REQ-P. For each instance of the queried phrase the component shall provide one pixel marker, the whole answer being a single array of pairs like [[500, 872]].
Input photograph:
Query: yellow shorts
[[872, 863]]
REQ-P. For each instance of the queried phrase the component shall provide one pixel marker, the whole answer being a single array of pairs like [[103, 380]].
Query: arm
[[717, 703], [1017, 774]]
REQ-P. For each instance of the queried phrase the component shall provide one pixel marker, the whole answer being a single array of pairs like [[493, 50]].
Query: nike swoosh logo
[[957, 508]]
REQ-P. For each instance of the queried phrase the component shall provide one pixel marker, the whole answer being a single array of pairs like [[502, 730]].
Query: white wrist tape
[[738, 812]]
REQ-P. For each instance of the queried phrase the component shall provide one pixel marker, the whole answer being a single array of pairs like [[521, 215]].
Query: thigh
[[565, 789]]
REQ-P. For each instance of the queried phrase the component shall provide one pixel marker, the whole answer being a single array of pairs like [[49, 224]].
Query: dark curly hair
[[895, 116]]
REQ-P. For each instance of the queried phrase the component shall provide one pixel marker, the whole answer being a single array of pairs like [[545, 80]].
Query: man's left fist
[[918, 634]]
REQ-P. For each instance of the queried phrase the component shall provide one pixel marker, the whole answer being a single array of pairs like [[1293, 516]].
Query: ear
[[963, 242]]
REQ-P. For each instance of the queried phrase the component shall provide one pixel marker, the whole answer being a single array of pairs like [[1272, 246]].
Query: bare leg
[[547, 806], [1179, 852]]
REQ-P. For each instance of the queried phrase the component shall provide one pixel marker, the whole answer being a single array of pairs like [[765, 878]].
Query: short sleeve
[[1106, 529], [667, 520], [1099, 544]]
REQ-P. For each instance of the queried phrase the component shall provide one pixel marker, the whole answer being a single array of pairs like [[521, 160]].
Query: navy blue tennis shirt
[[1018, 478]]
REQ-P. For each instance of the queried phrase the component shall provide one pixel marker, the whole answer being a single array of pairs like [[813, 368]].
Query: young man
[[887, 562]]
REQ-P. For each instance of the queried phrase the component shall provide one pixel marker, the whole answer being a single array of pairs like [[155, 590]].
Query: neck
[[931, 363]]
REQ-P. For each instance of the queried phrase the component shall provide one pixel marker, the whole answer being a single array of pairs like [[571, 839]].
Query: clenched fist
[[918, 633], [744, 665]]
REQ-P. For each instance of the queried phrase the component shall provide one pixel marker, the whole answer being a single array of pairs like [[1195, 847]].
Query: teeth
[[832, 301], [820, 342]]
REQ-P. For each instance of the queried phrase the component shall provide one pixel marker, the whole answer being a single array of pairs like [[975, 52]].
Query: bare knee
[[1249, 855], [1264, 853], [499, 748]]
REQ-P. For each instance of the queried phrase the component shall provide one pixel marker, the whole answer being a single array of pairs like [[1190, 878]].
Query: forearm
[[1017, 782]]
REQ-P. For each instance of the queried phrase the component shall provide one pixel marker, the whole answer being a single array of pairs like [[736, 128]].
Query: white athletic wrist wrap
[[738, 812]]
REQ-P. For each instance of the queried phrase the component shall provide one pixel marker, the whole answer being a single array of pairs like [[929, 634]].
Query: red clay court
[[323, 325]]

——

TASK DIRECTIONS
Copy the part of the records that opens with the line containing "like [[765, 878]]." and closes with the line containing "[[887, 562]]", keeping every line, requests included, and add -86 to each number in the answer coordinates. Leave the numbers in the requests and their sample formats as they are.

RESULT BELOW
REQ-P. For each instance of the queried phrase the component shall provide one pixel marker, the whole answer being a single array of pairs like [[765, 878]].
Query: short sleeve
[[1020, 443], [581, 434], [1013, 458]]
REQ-P. For each instance of the queried phrase the component shall provide one pixel marker, the whole answer being a single array of pairs like [[521, 160]].
Query: navy blue tennis shirt
[[932, 392]]
REQ-P. For each instance of the queried phrase the component shall provide one pixel marker, the whole answer being a single array of pairs like [[813, 368]].
Query: young man
[[801, 476]]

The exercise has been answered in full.